Requirement:
Pictures in the data should be dropped; transcribe exactly the lines from the one that has "the man wearing" through the one that has "of the open".
** Dataset entries follows **
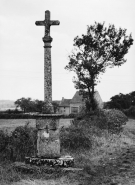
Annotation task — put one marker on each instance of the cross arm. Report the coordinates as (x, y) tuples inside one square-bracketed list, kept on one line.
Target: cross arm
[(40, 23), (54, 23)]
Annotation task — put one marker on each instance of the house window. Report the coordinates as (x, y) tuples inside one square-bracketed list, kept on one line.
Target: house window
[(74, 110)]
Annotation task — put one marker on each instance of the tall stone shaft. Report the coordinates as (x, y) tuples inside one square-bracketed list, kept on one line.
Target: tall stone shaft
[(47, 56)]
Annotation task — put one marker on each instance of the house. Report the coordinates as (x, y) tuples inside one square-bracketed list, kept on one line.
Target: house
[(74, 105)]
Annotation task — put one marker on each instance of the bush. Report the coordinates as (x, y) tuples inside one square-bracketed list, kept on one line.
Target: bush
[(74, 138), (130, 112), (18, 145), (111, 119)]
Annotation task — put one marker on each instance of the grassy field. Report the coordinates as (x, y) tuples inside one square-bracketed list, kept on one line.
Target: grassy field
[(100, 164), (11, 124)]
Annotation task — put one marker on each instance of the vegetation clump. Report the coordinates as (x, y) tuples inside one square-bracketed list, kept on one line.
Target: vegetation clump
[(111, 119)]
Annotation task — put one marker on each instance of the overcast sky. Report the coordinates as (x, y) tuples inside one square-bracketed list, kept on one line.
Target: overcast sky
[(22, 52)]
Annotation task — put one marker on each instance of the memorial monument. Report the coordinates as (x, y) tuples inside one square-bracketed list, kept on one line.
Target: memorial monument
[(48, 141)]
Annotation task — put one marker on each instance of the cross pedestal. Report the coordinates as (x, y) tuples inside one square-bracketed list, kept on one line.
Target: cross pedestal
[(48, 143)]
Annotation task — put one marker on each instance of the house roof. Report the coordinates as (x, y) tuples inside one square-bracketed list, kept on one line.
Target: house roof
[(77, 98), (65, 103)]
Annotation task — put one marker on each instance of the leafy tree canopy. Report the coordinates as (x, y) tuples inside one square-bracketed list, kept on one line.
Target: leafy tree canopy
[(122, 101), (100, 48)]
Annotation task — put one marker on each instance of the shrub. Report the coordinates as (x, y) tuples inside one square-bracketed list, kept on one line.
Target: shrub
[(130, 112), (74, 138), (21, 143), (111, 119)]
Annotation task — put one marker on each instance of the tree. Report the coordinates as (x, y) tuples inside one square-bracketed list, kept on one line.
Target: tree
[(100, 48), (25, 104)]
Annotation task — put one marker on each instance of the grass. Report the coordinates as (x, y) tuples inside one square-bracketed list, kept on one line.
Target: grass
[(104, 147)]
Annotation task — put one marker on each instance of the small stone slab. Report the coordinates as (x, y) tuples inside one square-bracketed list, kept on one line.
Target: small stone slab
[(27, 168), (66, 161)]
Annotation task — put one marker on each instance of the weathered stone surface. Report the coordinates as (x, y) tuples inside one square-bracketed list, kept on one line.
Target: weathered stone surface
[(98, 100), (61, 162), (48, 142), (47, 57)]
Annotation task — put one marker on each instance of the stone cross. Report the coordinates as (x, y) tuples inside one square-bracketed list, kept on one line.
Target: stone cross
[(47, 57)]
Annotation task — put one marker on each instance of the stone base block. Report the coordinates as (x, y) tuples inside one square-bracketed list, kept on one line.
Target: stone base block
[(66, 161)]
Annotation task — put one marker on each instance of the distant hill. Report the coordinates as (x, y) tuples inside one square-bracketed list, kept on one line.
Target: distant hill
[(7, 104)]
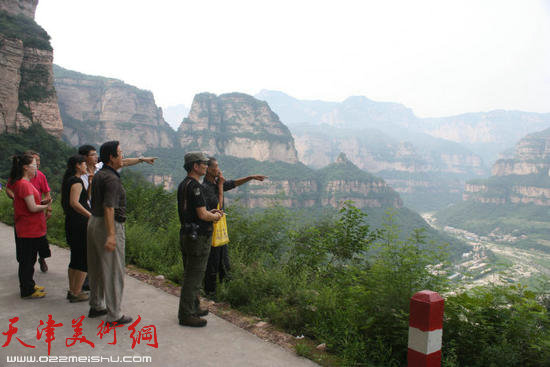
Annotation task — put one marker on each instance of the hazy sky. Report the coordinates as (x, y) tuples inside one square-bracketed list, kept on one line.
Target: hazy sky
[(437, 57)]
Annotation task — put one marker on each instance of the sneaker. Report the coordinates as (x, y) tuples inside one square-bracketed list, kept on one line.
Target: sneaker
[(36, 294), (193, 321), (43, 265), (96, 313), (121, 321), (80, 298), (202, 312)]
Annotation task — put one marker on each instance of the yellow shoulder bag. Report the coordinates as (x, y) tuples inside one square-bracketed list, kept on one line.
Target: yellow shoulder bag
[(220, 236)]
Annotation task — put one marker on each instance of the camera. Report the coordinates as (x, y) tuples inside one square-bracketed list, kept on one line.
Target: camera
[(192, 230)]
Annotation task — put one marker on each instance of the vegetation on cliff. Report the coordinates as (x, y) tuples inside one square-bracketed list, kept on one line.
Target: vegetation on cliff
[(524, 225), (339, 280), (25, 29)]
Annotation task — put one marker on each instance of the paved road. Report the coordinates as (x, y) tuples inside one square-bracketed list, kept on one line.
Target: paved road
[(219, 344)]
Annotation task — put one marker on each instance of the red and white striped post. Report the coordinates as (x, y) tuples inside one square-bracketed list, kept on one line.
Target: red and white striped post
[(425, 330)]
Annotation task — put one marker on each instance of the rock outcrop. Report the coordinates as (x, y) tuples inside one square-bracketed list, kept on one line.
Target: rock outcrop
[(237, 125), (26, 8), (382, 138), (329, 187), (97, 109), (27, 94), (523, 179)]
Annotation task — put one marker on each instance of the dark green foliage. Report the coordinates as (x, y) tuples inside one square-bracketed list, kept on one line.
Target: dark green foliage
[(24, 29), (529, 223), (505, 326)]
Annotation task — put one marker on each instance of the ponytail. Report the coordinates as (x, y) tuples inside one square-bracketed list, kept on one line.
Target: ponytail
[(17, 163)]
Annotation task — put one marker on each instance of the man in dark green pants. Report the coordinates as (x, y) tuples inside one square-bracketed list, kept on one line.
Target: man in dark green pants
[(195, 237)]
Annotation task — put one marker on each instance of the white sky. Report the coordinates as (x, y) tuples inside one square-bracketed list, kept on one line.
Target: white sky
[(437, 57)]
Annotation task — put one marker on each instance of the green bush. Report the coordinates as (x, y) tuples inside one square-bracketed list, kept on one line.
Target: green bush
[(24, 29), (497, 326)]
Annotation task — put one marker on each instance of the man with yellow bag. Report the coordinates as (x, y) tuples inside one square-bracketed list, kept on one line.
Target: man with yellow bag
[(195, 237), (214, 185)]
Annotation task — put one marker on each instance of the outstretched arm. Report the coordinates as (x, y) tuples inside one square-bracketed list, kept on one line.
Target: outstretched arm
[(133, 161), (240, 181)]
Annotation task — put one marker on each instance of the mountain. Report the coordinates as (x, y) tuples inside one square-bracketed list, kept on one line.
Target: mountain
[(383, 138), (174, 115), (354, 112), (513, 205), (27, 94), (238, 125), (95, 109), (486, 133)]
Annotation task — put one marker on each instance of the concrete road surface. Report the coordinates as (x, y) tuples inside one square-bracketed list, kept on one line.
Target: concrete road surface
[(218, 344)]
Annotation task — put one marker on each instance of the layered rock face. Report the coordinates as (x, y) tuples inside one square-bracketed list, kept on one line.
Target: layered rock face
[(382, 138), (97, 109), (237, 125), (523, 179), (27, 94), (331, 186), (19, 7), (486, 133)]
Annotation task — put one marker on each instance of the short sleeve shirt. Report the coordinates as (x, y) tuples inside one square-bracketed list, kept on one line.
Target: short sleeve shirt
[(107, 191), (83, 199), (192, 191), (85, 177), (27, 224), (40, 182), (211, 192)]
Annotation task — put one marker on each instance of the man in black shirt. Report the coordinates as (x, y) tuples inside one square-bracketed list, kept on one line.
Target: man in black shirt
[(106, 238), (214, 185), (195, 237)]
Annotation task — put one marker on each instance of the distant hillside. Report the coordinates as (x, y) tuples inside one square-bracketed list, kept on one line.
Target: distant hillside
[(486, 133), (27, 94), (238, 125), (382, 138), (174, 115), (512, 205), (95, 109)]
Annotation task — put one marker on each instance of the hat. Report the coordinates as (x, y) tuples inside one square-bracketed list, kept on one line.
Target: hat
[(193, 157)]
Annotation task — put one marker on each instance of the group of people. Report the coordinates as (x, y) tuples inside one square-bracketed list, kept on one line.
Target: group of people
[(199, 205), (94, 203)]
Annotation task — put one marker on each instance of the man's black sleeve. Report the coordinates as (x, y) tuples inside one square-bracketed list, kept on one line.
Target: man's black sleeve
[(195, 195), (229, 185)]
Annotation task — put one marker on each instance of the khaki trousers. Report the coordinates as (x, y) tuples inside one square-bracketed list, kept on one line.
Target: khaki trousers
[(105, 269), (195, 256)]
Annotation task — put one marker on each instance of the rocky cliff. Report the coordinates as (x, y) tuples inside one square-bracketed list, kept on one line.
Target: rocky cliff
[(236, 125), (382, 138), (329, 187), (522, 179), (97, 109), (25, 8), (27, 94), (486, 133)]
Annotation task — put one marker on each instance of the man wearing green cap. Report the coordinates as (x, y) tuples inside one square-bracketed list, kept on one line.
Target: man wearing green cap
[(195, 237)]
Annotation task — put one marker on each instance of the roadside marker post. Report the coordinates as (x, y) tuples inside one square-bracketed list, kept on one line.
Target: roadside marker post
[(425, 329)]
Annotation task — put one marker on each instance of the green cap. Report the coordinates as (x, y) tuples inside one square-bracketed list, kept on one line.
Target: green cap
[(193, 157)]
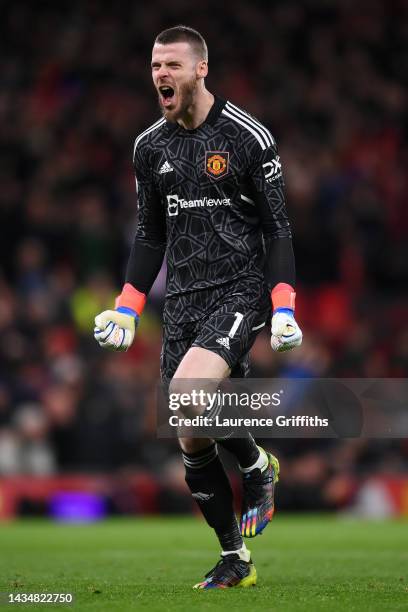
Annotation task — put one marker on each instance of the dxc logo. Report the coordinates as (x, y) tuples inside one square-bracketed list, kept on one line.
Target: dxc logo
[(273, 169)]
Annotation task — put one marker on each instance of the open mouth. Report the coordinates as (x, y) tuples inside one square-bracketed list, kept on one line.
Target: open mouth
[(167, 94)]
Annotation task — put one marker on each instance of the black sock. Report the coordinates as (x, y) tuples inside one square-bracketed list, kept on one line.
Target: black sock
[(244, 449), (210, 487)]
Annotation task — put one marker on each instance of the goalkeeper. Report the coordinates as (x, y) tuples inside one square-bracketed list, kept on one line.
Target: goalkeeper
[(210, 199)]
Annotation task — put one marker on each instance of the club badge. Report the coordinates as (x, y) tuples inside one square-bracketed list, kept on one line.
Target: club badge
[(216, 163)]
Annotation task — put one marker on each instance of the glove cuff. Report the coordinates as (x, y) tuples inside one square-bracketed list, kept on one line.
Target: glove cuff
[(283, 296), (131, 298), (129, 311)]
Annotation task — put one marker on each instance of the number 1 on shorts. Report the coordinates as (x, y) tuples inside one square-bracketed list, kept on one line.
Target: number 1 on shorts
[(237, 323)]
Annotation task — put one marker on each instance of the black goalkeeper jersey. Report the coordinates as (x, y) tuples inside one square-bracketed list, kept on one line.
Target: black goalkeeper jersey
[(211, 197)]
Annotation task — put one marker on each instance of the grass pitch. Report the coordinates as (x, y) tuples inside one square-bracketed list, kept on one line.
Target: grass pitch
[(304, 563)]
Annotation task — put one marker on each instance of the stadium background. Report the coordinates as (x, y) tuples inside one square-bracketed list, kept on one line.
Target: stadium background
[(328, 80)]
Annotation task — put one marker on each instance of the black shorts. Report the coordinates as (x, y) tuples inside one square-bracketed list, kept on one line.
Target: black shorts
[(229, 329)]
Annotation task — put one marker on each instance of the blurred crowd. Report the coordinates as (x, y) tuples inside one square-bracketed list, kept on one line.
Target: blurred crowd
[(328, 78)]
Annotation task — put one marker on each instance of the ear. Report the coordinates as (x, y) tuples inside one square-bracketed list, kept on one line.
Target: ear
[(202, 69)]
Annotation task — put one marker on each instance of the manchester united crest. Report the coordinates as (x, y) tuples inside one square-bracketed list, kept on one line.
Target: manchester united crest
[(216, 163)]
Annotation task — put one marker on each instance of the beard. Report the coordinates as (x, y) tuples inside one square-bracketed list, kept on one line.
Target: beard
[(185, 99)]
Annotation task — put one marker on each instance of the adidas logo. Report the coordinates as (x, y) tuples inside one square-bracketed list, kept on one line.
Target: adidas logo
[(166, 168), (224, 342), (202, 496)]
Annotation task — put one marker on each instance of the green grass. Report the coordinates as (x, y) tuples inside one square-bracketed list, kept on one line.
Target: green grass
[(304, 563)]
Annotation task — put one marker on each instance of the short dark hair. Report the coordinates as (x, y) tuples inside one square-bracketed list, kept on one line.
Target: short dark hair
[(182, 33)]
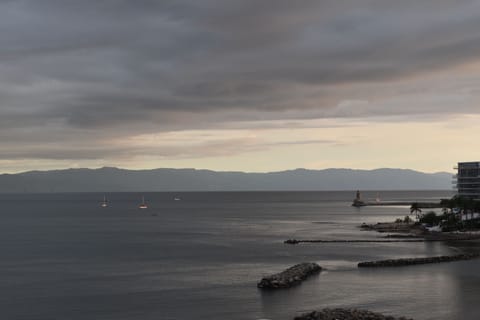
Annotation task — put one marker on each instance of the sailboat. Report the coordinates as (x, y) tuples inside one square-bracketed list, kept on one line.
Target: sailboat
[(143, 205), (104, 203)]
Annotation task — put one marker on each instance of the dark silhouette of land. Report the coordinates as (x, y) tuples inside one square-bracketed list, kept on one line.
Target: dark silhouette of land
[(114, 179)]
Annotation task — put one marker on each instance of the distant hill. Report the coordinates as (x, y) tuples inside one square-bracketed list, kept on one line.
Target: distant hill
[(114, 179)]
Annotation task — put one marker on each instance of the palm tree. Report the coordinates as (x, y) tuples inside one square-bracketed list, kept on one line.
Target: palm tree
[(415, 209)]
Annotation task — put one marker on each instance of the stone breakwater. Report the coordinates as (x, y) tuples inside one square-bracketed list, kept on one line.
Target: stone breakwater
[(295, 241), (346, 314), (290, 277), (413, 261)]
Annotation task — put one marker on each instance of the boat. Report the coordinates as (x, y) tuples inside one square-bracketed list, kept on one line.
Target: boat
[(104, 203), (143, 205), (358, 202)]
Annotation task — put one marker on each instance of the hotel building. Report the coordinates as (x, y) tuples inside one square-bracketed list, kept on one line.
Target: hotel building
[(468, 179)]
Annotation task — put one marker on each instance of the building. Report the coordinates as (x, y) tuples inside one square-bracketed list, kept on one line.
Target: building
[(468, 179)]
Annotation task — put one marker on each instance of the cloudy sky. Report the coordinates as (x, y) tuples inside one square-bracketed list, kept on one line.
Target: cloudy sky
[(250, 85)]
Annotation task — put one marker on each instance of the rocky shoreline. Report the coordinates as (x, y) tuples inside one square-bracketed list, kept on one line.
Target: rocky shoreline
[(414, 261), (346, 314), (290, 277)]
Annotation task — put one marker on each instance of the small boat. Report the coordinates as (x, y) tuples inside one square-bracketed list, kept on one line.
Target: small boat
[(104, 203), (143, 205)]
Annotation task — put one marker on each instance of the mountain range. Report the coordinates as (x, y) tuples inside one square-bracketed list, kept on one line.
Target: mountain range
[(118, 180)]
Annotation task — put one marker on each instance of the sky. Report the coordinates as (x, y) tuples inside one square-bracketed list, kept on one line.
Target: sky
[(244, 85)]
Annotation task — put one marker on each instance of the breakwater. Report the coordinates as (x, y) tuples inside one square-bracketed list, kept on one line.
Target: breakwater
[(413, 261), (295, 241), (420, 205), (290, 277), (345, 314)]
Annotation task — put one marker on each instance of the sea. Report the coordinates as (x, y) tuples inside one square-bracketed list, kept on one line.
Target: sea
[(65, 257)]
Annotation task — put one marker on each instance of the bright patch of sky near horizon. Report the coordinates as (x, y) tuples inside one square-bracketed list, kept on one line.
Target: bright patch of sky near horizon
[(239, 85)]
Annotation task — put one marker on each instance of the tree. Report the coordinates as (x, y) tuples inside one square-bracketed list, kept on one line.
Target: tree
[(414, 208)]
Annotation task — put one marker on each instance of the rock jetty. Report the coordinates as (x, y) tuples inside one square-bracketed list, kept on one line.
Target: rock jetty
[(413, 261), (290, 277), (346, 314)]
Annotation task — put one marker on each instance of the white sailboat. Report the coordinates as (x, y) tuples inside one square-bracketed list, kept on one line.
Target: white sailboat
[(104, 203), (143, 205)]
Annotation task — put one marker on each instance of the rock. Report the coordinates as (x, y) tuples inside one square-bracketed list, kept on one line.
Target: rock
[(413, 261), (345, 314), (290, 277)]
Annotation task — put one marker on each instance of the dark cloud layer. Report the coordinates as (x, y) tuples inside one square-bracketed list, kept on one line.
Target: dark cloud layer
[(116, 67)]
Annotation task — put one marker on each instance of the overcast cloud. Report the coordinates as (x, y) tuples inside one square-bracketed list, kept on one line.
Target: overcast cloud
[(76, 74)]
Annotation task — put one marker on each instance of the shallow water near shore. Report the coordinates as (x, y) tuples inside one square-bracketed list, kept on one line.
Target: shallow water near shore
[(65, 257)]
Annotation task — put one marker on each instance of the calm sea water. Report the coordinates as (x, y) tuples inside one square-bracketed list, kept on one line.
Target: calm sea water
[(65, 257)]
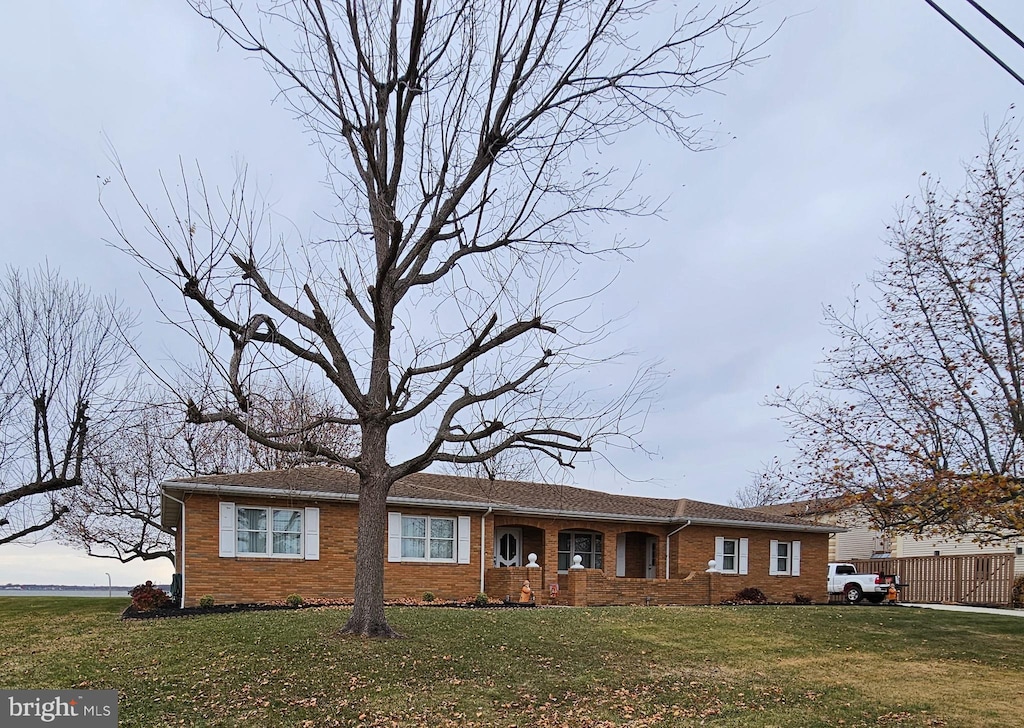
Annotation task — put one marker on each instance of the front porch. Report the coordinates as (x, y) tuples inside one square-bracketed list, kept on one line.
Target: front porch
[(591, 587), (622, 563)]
** End of Dataset entries **
Answer area:
Annotation task — put one marker on each instance of the man wearing green cap. Report the coordinates as (x, y) tuples inside one square-bracketed list, kept on one line.
Target: man wearing green cap
[(195, 237)]
Annotation task — put one marker on each instance of the roadside marker post. Report the coordinates as (x, y) tuples inside one square-bracketed list, kept on one line.
Target: roadside marker post
[(425, 329)]
Annotation task — put one marker on each instance of the green cap. Report the coordinates as (x, y) tuples inside one square-bracketed list, kept on one line.
Target: green cap
[(193, 157)]
Annotation task — put one marker on each instance of the dxc logo. Report the coordinates as (x, y) tuples inside one square-bracketed list, kept on one line.
Target: dxc logo
[(273, 169)]
Annotation task — put one marker on each instance of the open mouth. Report the coordinates as (x, y) tuples inside one square-bracketed list, kept on one line.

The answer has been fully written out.